[START]

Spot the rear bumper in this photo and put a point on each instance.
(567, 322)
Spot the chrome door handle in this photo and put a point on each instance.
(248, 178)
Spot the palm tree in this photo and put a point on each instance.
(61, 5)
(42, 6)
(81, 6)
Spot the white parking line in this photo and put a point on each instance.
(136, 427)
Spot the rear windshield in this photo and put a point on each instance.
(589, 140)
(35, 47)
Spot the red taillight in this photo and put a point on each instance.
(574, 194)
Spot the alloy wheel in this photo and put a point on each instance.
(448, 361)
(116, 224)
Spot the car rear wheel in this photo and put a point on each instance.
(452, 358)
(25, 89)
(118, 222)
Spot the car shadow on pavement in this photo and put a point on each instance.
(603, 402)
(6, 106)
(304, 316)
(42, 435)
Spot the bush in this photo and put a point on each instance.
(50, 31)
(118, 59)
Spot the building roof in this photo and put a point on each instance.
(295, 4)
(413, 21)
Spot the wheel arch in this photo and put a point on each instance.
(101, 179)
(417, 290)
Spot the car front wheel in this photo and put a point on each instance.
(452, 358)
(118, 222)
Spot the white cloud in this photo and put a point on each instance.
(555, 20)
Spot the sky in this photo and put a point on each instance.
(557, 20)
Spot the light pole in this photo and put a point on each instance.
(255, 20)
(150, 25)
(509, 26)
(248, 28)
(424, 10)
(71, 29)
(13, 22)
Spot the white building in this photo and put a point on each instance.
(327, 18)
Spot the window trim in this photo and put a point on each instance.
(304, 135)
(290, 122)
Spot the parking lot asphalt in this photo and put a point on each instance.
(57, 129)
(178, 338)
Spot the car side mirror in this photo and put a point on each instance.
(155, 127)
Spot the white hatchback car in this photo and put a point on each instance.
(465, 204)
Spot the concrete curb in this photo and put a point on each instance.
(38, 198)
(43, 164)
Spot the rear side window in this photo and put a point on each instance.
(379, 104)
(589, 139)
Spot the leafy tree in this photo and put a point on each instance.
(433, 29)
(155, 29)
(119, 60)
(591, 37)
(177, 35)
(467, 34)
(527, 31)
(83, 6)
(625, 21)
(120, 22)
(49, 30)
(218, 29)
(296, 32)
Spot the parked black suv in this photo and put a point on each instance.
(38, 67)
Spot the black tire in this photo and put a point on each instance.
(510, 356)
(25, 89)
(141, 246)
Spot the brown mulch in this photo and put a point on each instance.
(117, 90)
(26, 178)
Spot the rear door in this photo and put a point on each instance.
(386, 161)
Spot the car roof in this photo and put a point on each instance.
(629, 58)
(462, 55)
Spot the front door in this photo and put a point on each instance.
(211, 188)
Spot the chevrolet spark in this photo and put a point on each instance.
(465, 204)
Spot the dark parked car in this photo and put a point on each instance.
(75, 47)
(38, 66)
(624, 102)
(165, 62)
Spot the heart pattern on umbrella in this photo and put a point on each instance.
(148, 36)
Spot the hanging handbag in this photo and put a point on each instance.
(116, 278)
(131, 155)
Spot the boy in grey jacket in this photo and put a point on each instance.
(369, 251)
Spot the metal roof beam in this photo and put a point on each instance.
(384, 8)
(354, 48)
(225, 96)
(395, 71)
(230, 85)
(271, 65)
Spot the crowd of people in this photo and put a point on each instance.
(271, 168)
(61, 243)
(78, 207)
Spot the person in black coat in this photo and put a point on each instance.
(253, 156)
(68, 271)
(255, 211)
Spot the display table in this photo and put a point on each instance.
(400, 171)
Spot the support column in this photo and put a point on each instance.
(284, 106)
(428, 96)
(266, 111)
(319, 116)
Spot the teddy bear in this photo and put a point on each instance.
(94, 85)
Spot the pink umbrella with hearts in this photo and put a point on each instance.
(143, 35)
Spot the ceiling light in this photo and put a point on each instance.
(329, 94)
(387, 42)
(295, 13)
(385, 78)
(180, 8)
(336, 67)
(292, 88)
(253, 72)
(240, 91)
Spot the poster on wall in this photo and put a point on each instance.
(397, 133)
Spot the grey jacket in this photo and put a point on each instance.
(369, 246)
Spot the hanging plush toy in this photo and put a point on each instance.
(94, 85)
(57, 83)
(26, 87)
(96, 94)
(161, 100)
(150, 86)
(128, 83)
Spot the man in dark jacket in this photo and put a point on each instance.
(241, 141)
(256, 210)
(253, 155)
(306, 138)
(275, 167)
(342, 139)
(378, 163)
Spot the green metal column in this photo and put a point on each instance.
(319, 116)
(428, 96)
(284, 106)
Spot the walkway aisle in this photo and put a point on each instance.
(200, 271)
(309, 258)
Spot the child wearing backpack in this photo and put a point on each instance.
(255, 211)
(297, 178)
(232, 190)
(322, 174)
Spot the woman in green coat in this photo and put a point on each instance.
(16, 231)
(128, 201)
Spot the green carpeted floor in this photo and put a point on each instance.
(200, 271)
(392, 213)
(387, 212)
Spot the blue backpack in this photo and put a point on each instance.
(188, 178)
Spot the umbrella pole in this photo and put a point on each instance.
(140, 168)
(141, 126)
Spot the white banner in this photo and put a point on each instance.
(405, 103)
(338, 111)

[END]

▶ [SHORT EXERCISE]: Echo each of the items above back word for word, leaving every line unchanged.

▶ [ANSWER FOR THIS EXERCISE]:
Spot the rear bumper in this photo and put a point on each instance.
(567, 322)
Spot the chrome door handle in this photo and put a point on each instance.
(248, 178)
Spot the palm tree in this photo and put a point on each instance.
(61, 5)
(42, 6)
(81, 6)
Spot the white parking line in this photo and put a point on each instance.
(136, 427)
Spot the rear windshield in this photo and put a point on each instance.
(589, 140)
(35, 47)
Spot the red taillight in this photo and put a point on each instance.
(574, 194)
Spot the alloy wheel in this photo and put a point on each instance.
(448, 361)
(116, 224)
Spot the car rear wheel in this photo and put a point on each instance.
(452, 358)
(25, 89)
(118, 222)
Spot the car shadow on pavement in this photo and put a point on each instance.
(603, 402)
(6, 106)
(304, 316)
(42, 435)
Spot the bush in this photo and put a point on each instance.
(50, 31)
(118, 59)
Spot the building roof in this photo and put a point on each instance.
(295, 4)
(413, 21)
Spot the wheel arch in this photo and put a point on each instance.
(101, 179)
(417, 290)
Spot the car front wheel in this photo and put a point on each instance.
(452, 358)
(118, 222)
Spot the white cloud in this photo and put a point on each instance.
(555, 20)
Spot the sky in this photo and put a point on each instance.
(557, 20)
Spot the light pole in this photo and put a point on each instance.
(255, 20)
(150, 25)
(509, 26)
(248, 28)
(424, 10)
(71, 29)
(13, 22)
Spot the white building in this photo and put a point on each instance.
(327, 18)
Spot the window trim in this photo and put a point on each instance.
(304, 135)
(290, 122)
Spot the parking lot asphalt in this photo and put a point on each instance.
(57, 129)
(178, 338)
Spot the car side mirror in this photo and put a point on each instance.
(155, 127)
Spot the white hatchback car in this photo and put a point on each instance.
(465, 204)
Spot the concrete curb in this photo and put a point on each instance.
(38, 198)
(43, 164)
Spot the rear side window in this photo and put a point on each instance.
(379, 104)
(589, 139)
Spot the leafy tree in this photo and put a point on each instance.
(433, 29)
(155, 29)
(119, 60)
(591, 37)
(177, 35)
(467, 34)
(527, 31)
(83, 6)
(625, 21)
(120, 22)
(49, 30)
(218, 29)
(296, 32)
Spot the parked black suv in this photo and put a point on each instance.
(38, 67)
Spot the black tire in this photo and put a point on each instance.
(510, 356)
(25, 89)
(141, 246)
Spot the brown mulch in this photo and put a point on each instance.
(117, 90)
(26, 178)
Spot the rear door in this photo and put a point on each instance.
(386, 161)
Spot the car roof in this photo and put a point on each instance.
(629, 58)
(462, 55)
Spot the front door in this photo and put a point on each instance.
(211, 188)
Spot the chevrolet spark in this photo and put a point on each instance.
(465, 204)
Spot the dark parked car in this photo and put a point on each instance.
(75, 47)
(38, 66)
(624, 102)
(165, 62)
Spot the heart pattern on umbrella in this photo and put a point on each instance.
(148, 36)
Spot the hanging handbag in this photo and put a point on each instance.
(116, 278)
(131, 155)
Spot the boy in grey jacket in this photo and put a point on each instance.
(369, 251)
Spot the metal roof beam in this photo and put a point on each instance.
(384, 8)
(354, 48)
(225, 96)
(395, 71)
(230, 85)
(271, 65)
Spot the crowd of people in this photo and put a point on each instance.
(271, 168)
(61, 243)
(78, 207)
Spot the person in black coat in this photo and put a point on each instance.
(253, 156)
(68, 271)
(255, 211)
Spot the display table in this photo and put a point on each instance.
(400, 171)
Spot the support column in this photo and put a point on each instance.
(284, 106)
(428, 96)
(266, 111)
(319, 116)
Spot the teddy bear in this photo and put a point on each instance.
(94, 85)
Spot the pink umbrella with hearts in this photo and put a point on each instance.
(143, 35)
Spot the ceiling light in this photo and put a point on each instance.
(329, 94)
(387, 42)
(295, 13)
(385, 78)
(180, 8)
(336, 67)
(292, 88)
(253, 72)
(240, 91)
Spot the poster on wall in this photo and put a point on each instance.
(397, 133)
Spot the grey jacket in this photo and put a point on each instance.
(369, 246)
Spot the hanging plush toy in this photo and put a point on each instance.
(94, 85)
(57, 83)
(26, 87)
(96, 94)
(161, 100)
(150, 86)
(128, 83)
Spot the man in dark jacket in this photo and put a point on each instance.
(241, 141)
(256, 210)
(253, 155)
(306, 138)
(275, 167)
(342, 139)
(378, 163)
Spot the green metal column in this photo and put a point on each instance.
(319, 116)
(428, 96)
(284, 106)
Spot the walkway aisle in this photo and put a point on each instance.
(200, 271)
(309, 258)
Spot the child wearing backpack in this photo and put a point on each instance.
(255, 211)
(297, 178)
(232, 190)
(322, 174)
Spot the woman in green coat in this photo and put a point on each instance.
(16, 231)
(128, 201)
Spot the green carpeted floor in this photo and put a point on each instance.
(200, 271)
(392, 213)
(387, 212)
Spot the blue backpack in this photo and put a point on each instance.
(188, 178)
Spot the umbrella pole in this photo and put a point on each instance.
(140, 168)
(141, 126)
Spot the white banner in this photo and put a point on each instance.
(405, 103)
(338, 111)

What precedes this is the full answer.